┌─ Data excerpts

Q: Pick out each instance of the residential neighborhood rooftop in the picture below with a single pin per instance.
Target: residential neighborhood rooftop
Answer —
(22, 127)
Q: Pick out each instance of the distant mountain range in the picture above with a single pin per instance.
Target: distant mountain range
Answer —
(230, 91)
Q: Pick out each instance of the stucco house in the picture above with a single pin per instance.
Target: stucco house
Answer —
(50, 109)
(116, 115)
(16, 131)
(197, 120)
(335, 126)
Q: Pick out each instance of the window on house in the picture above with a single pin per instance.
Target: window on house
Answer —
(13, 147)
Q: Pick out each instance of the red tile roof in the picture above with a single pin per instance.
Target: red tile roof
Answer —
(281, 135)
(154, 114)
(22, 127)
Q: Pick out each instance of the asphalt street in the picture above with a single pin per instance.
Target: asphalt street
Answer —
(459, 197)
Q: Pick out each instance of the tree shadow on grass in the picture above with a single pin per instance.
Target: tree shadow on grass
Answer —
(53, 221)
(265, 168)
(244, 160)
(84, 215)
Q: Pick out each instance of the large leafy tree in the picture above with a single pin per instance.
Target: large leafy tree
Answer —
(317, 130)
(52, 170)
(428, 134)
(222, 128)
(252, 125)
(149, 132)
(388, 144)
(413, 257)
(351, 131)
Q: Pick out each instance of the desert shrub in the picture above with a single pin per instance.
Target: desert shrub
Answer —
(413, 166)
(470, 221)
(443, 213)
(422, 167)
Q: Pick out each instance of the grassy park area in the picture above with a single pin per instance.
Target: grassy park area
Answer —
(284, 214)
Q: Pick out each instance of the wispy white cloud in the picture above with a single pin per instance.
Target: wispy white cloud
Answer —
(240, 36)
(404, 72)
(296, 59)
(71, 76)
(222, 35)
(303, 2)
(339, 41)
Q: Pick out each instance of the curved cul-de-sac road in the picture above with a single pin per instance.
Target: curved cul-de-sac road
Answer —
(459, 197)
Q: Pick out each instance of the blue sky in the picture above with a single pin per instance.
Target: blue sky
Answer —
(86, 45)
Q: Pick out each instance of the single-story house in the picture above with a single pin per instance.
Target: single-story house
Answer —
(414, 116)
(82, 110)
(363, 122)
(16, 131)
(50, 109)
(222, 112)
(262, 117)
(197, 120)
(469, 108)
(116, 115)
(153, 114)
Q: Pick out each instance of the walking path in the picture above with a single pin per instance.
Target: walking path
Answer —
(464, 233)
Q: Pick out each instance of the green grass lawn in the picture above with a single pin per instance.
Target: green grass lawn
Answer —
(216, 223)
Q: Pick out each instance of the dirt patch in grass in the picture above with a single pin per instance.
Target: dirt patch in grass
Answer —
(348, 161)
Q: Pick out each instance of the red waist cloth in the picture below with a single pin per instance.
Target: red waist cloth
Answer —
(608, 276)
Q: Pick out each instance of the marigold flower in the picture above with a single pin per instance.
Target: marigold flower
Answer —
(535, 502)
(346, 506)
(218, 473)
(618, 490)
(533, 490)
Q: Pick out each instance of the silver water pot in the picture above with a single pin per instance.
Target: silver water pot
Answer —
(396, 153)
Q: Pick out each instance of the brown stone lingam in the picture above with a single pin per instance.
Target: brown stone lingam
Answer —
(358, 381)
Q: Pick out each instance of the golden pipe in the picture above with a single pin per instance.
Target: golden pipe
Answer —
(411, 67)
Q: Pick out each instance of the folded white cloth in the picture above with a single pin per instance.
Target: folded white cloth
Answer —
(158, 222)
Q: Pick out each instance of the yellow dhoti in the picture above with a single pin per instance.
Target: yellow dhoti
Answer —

└─

- **What to work on**
Extract all lines from the data in which "window" is found.

- **Task answer**
Q: Pick out each instance of the window on house in the picture above with a single pin per instance.
Target: window on house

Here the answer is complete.